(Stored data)

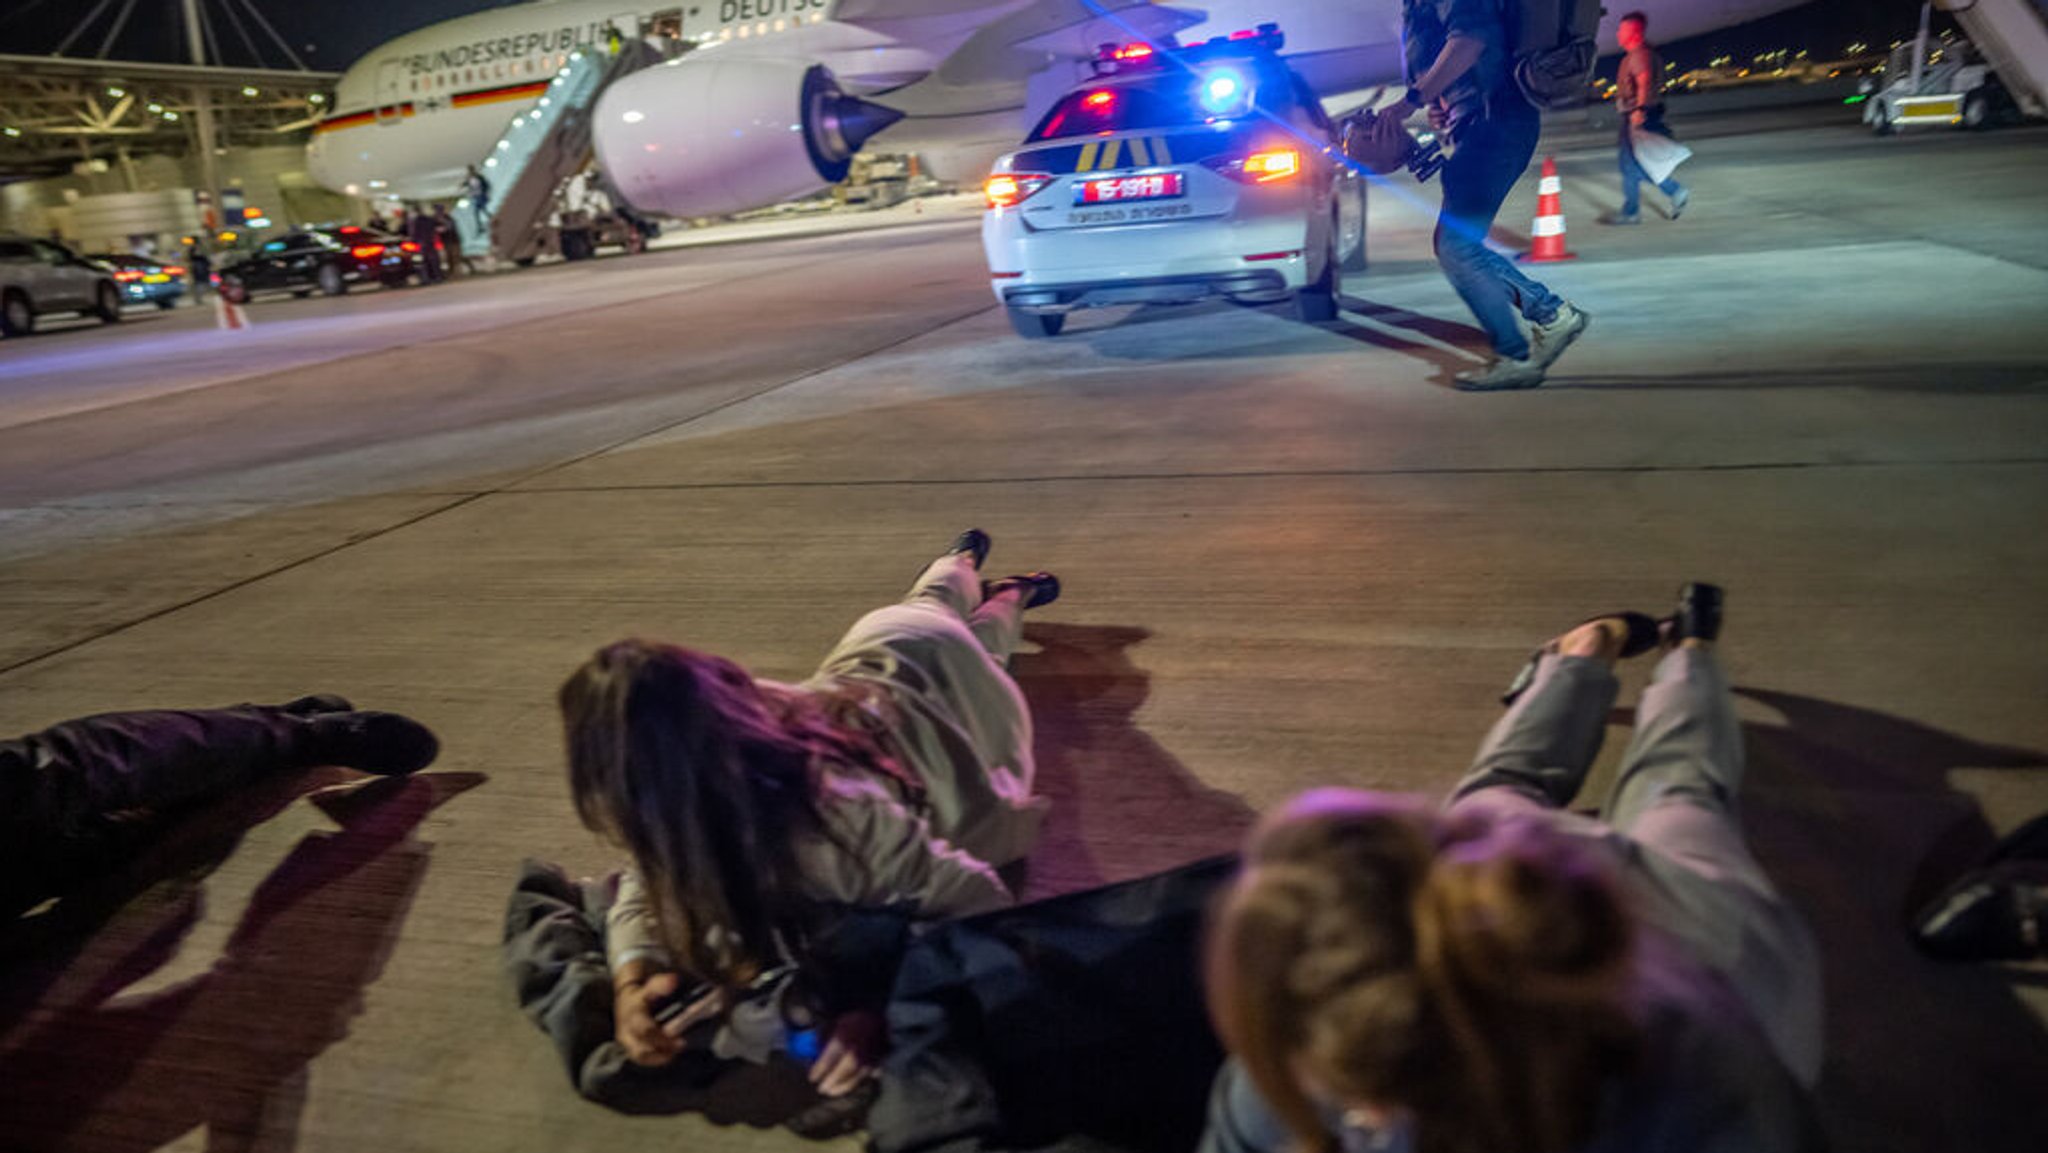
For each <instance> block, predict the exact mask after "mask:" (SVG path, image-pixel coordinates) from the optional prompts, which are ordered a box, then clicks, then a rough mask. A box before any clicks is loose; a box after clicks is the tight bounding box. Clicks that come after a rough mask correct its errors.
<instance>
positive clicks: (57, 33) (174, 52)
mask: <svg viewBox="0 0 2048 1153" xmlns="http://www.w3.org/2000/svg"><path fill="white" fill-rule="evenodd" d="M127 2H129V0H113V2H111V4H109V8H106V12H104V14H102V16H100V20H98V23H96V25H94V27H90V29H88V31H86V33H84V35H80V37H78V39H76V41H74V43H72V47H70V49H68V55H98V53H100V45H102V43H104V39H106V33H109V31H111V27H113V18H115V12H119V10H121V8H123V4H127ZM203 2H205V6H207V10H209V12H211V14H213V27H215V35H217V39H219V45H221V53H223V55H225V57H227V63H242V66H248V63H264V66H270V68H279V66H285V57H283V55H281V53H279V51H276V49H274V47H272V45H270V41H268V37H266V35H264V33H262V29H260V27H258V25H256V23H254V20H252V18H250V16H248V8H246V6H248V4H250V2H254V4H256V8H258V10H260V12H264V16H268V18H270V23H272V25H274V27H276V31H279V33H281V35H283V37H285V41H287V43H291V47H293V51H297V53H299V55H301V57H303V59H305V63H307V66H309V68H319V70H328V72H340V70H344V68H348V66H350V63H352V61H354V59H356V57H358V55H362V53H365V51H369V49H371V47H375V45H377V43H381V41H387V39H391V37H395V35H399V33H408V31H412V29H418V27H424V25H432V23H436V20H444V18H449V16H461V14H465V12H481V10H485V8H504V6H506V4H510V2H518V0H346V2H340V0H203ZM1196 2H1198V0H1196ZM1331 2H1341V0H1331ZM133 4H135V8H133V16H131V18H129V23H127V29H123V33H121V35H119V39H115V43H113V45H111V47H109V53H106V55H111V57H117V59H184V49H182V43H184V39H182V31H180V23H178V0H133ZM94 6H96V0H94V2H88V0H0V51H8V53H35V55H39V53H47V51H53V49H55V47H57V45H59V43H61V41H63V39H66V37H68V35H70V33H72V29H74V27H76V25H78V20H80V14H84V12H90V10H92V8H94ZM1608 8H1610V10H1616V12H1620V10H1626V0H1610V2H1608ZM229 10H233V12H236V14H238V16H240V20H242V25H244V27H246V29H248V35H250V39H252V41H256V45H258V47H260V49H262V55H260V57H256V55H252V53H250V49H248V47H246V45H244V41H242V37H240V35H238V33H236V27H233V20H229V18H227V12H229ZM1917 18H1919V0H1815V2H1812V4H1806V6H1804V8H1796V10H1792V12H1784V14H1778V16H1772V18H1767V20H1759V23H1757V25H1749V27H1745V29H1729V31H1722V33H1714V35H1708V37H1698V39H1696V41H1688V43H1679V45H1665V55H1667V57H1669V59H1675V61H1679V63H1683V66H1694V63H1704V61H1706V59H1708V57H1712V55H1720V53H1731V55H1737V57H1747V55H1755V53H1761V51H1769V49H1778V47H1790V49H1810V51H1812V53H1815V55H1833V53H1839V51H1841V49H1843V45H1847V43H1849V41H1855V39H1866V41H1872V43H1890V41H1892V39H1903V37H1907V35H1911V33H1913V29H1915V27H1917Z"/></svg>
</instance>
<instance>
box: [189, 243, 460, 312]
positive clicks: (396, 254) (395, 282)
mask: <svg viewBox="0 0 2048 1153" xmlns="http://www.w3.org/2000/svg"><path fill="white" fill-rule="evenodd" d="M418 274H420V246H418V244H414V242H410V240H399V238H395V236H387V233H381V231H371V229H362V227H354V225H348V227H334V229H311V227H309V229H305V231H293V233H287V236H281V238H276V240H270V242H266V244H264V246H262V248H258V250H256V252H250V254H246V256H240V258H236V260H231V262H223V266H221V270H219V272H215V274H213V283H215V285H219V287H221V295H223V297H227V299H229V301H236V303H242V301H246V299H250V297H252V295H256V293H291V295H295V297H307V295H313V293H324V295H330V297H338V295H342V293H346V291H348V289H350V287H354V285H383V287H387V289H397V287H401V285H406V283H408V281H412V279H414V276H418Z"/></svg>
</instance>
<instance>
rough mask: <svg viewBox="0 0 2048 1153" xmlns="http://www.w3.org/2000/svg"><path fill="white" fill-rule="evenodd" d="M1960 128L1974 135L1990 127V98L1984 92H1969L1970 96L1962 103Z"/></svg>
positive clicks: (1990, 115)
mask: <svg viewBox="0 0 2048 1153" xmlns="http://www.w3.org/2000/svg"><path fill="white" fill-rule="evenodd" d="M1962 127H1966V129H1970V131H1976V133H1980V131H1985V129H1989V127H1991V96H1987V94H1985V92H1970V96H1968V98H1966V100H1964V102H1962Z"/></svg>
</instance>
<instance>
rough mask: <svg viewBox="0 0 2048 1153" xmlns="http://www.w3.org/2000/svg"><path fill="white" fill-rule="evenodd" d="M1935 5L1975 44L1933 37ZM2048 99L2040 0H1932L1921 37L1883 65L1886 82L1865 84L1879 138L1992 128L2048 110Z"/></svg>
mask: <svg viewBox="0 0 2048 1153" xmlns="http://www.w3.org/2000/svg"><path fill="white" fill-rule="evenodd" d="M1935 6H1939V8H1942V10H1946V12H1950V14H1954V16H1956V20H1958V23H1960V25H1962V29H1964V31H1966V33H1968V35H1970V39H1966V41H1946V43H1942V41H1935V39H1931V37H1929V23H1931V18H1933V8H1935ZM2044 98H2048V12H2044V8H2042V4H2040V0H1929V2H1927V4H1923V6H1921V27H1919V35H1917V37H1915V39H1913V41H1909V43H1903V45H1898V47H1894V49H1892V55H1890V59H1888V61H1886V63H1884V82H1882V84H1878V82H1874V80H1866V82H1864V123H1866V125H1870V127H1872V131H1876V133H1878V135H1892V133H1896V131H1901V129H1907V127H1933V125H1939V127H1966V129H1989V127H1995V125H2009V123H2019V121H2021V119H2025V117H2040V115H2044V113H2048V106H2044Z"/></svg>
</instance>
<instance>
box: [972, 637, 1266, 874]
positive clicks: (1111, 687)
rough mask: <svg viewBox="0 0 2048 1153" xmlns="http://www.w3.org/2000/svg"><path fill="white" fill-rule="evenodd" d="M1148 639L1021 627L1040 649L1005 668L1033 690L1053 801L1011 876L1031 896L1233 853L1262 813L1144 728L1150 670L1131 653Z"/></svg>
mask: <svg viewBox="0 0 2048 1153" xmlns="http://www.w3.org/2000/svg"><path fill="white" fill-rule="evenodd" d="M1147 637H1151V633H1149V631H1145V629H1133V627H1116V625H1040V623H1032V625H1026V627H1024V641H1026V643H1028V645H1036V651H1030V649H1024V651H1020V653H1016V655H1014V657H1012V661H1010V674H1012V676H1014V678H1016V682H1018V686H1020V688H1022V690H1024V698H1026V700H1030V711H1032V725H1034V729H1036V741H1034V752H1036V756H1038V793H1042V795H1047V797H1051V799H1053V813H1051V817H1049V819H1047V823H1044V831H1042V834H1040V840H1038V848H1036V850H1034V852H1032V856H1030V860H1026V862H1024V866H1022V879H1020V881H1018V883H1016V887H1018V895H1020V897H1022V899H1026V901H1032V899H1040V897H1051V895H1057V893H1071V891H1077V889H1092V887H1096V885H1108V883H1112V881H1126V879H1133V877H1145V874H1151V872H1161V870H1167V868H1178V866H1182V864H1188V862H1192V860H1202V858H1206V856H1214V854H1221V852H1235V850H1237V846H1239V842H1241V840H1243V836H1245V831H1247V829H1249V827H1251V823H1253V821H1255V819H1257V815H1255V813H1253V811H1251V807H1249V805H1245V803H1243V801H1241V799H1237V797H1233V795H1229V793H1221V791H1214V788H1208V786H1206V784H1202V782H1200V780H1196V778H1194V776H1192V774H1190V772H1188V770H1186V768H1184V766H1182V764H1180V762H1178V760H1174V754H1169V752H1167V750H1165V748H1163V745H1161V743H1159V741H1155V739H1153V737H1151V735H1149V733H1145V731H1143V729H1139V725H1137V711H1139V709H1141V707H1143V704H1145V700H1147V698H1149V696H1151V678H1149V676H1147V674H1145V670H1141V668H1139V666H1137V664H1133V659H1130V651H1133V649H1135V647H1137V645H1141V643H1143V641H1145V639H1147ZM1014 881H1016V879H1014Z"/></svg>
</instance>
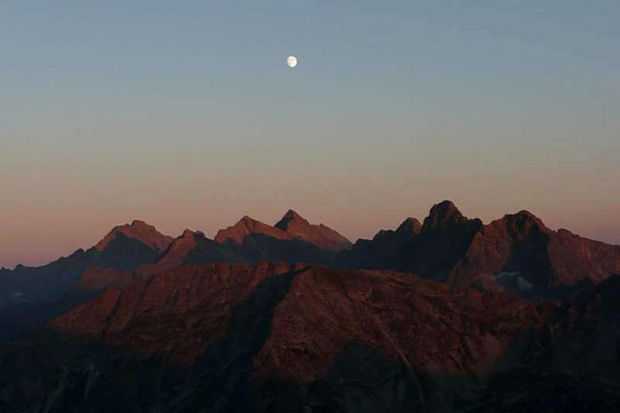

Exercise brief: Convert the entries into a numbered list with blank lines removed, starting at the beginning of the entries and ending at the line that contains "positive clicks: (57, 33) (174, 52)". Leave out the pictures.

Result:
1. For each <instance> block, predict the exact mask after "mask:" (SVG path, image-pixel coordinates) from the optional prompts, which are ordered a box, then clicks, then a rough mask. A box before any clicks is loose; a box after clicks is the tight bounding box. Clicks that come after a rough mask correct its errors.
2. <instance>
3. positive clicks: (57, 33) (174, 52)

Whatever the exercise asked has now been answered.